And what the heck does "explodering" mean? Seriously, I have no clue.

Nenonen
Oct 22, 2009
Probation
Can't post for 6 hours!

xthetenth posted:

I'm pretty sure I remember that as well as one being a mild steel prototype and jumping it better. I think that was Arnhem.

It was a Cromwell troop, and the crossing wasn't planned for - according to the account two of the tanks made it across the canal but the third one hit brakes and fell in. I have no idea if the story is true or plausible, it sounds all kinds of fantastic to me, but there you have it. The mild steel bit was about the armour merely bending instead of flaking when hit by German AA guns, yet another bit that sounds a bit doubtful. But veterans never tell tall tales so it must be all 100% true!

feedmegin
Jul 30, 2008

Alchenar posted:

The other thing is that the vast expansion of the US merchant marine fleet occurred as European merchant fleets vanished from the oceans (for obvious reasons), so the US had a period where it had relatively free reign to muscle in on trade routes.

And also, e.g. trade and investment within South America, a lot of which was British in the late 19th century. Defending democracy for the whole duration of two world wars (ok, yes, p arguable for the first one but still) as a nation heavily focussed on manufacturing exports and maritime trade did a serious number on Britain's economy in the end, to American businesses' benefit.

Nebakenezzer
Sep 13, 2005

The Mote in God's Eye

Fangz posted:

Ultimately there's an usual meaning for productivity in the literature and in the US over WWII it increased a lot. I'm not super interested in the semantic argument.

What is your argument, anyway? I don't get what you want to say.

P-Mack posted:

It's an interesting question to consider how the 16th/17th century European economy would have handled the potential deflation without all the gold and silver from the new world. Fewer wars? More? I dunno.

I *think* that's a negatory, good buddy. I hope to understand this a little better once I get back to "A European tragedy", but it seems that even with gold as money being true, the heads of Europe were not constrained by this. Because bankers were actually able to deficit finance the Holy Roman Emperor (etc.) cash was a matter of good credit rather than actually having the money. The real restricting factor was how much more money you were likely to have rolling in the next year or two. I guess if Spain didn't have literal gold mines in the new world, they would be more restricted in their credit - though people who know better than I would have to say if that'd prevent any actual wars.

feedmegin posted:

And also, e.g. trade and investment within South America, a lot of which was British in the late 19th century. Defending democracy for the whole duration of two world wars (ok, yes, p arguable for the first one but still) as a nation heavily focussed on manufacturing exports and maritime trade did a serious number on Britain's economy in the end, to American businesses' benefit.

The economic decline of Britain is tangled up in these things, but it's actually even more complected then that. The British after the first World War did a number on themselves through aggressive budget austerity measures. While the socialist government after WW2 obviously did a lot of important things, keeping much of the economy "managed" was a mistake IMO. Then you have the surprisingly negative impacts of consolidation in prominent industries, the decline in industries that the British were world leaders in (like steam boilers), the infiltration of UK auto unions by KGB agents...it's a big ball of wire that I find fascinating but is admittedly very difficult to untangle thanks to its interconnected-ness.

bewbies
Sep 23, 2003

Fun Shoe
I've always kind of felt like the ACW vaulted the US from "growing third rate backwater" into a major global industrial and military power but I guess I don't really have numbers to back up this perception.

**TASKS TO COMPLETE**.
• A. Decide whether each statement agrees with the forum thread. Answer yes or no for each, and quote the words of the thread that settle it.
(i) The canal crossing by the Cromwell troop was planned in advance.
(ii) One post says that after the first World War the British hurt their own economy through budget austerity.
(iii) According to the account, all three tanks in the troop made it across the canal.
• B. Pick up the forum thread after its final sentence and write the next few sentences.

**DATASET CONTENT**.
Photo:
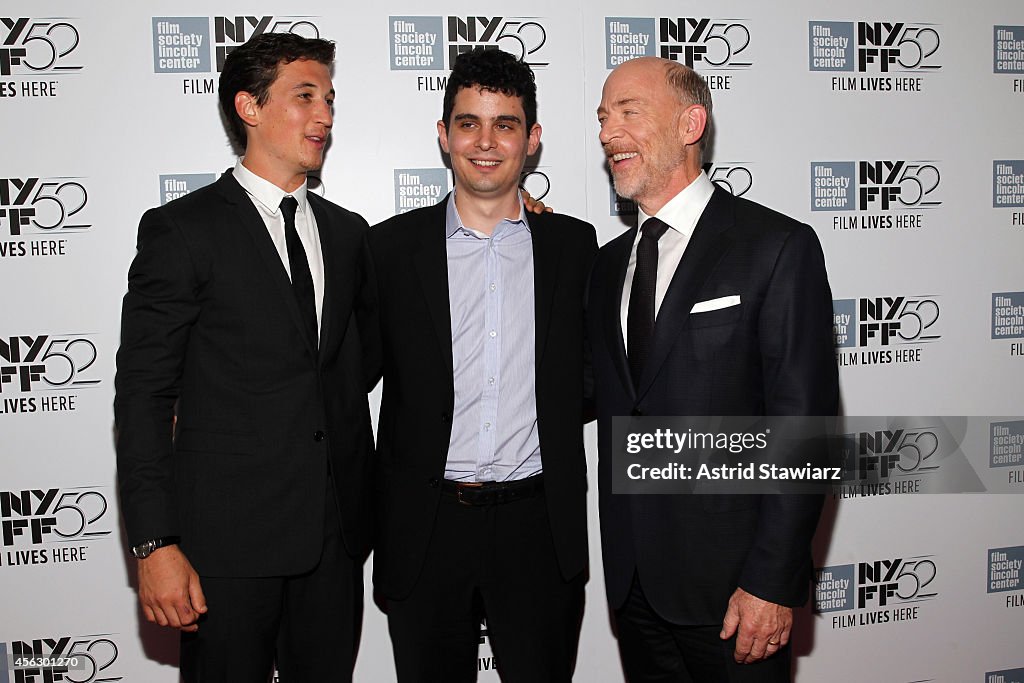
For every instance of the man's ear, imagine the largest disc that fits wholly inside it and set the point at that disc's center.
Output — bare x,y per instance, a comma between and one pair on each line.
692,124
442,135
246,108
534,139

**RESULTS IN ORDER**.
• A.
(i) No: "the crossing wasn't planned for"
(ii) Yes: "The British after the first World War did a number on themselves through aggressive budget austerity measures."
(iii) No: "two of the tanks made it across the canal but the third one hit brakes and fell in"

• B.
Kopijeger
Feb 14, 2010
Seems more like the industrial expansion in the post-ACW era was what made it a major industrial power, but it wouldn't have been considered a major military power until WWI at the earliest.

Fangz
Jul 5, 2007

Oh I see! This must be the Bad Opinion Zone!

Nebakenezzer posted:

What is your argument, anyway? I don't get what you want to say.

Mostly I initially just wanted to disagree with what seemed like ahem, stupid supply side bullshit. But generally speaking I would say that wars had historically both positive and negative effects on the economy. There's a general consensus amongst economists that WWII in the US provides a strong example of war driving economic development (both in the war itself and comparing pre and post war) and those guys are not all crazy.

I think also rather than using all this weird civilian productivity thing, this is all really easy to understand using the Philips curve and mainstream economics. Inflation was high during the war and the post-war era because total economic growth was *too fast*. Workers were in high demand with the economy close to full employment. This means firms had to raise wages to attract workers, and raise prices to pay for those wages etc etc.

Agean90
Jun 28, 2008


bewbies posted:

I've always kind of felt like the ACW vaulted the US from "growing third rate backwater" into a major global industrial and military power but I guess I don't really have numbers to back up this perception.

I don't think the us became a major power until the 1890s when the Spanish American war happened and everyone suddenly noticed the world class navy the us had built up. The post civil war I think was more the us being noticed as a power in North america. Potent on it's own soil, but not really able to reach beyond that too far.

Well What Now
Nov 10, 2016

by Fluffdaddy
Shredded Hen

bewbies posted:

I've always kind of felt like the ACW vaulted the US from "growing third rate backwater" into a major global industrial and military power but I guess I don't really have numbers to back up this perception.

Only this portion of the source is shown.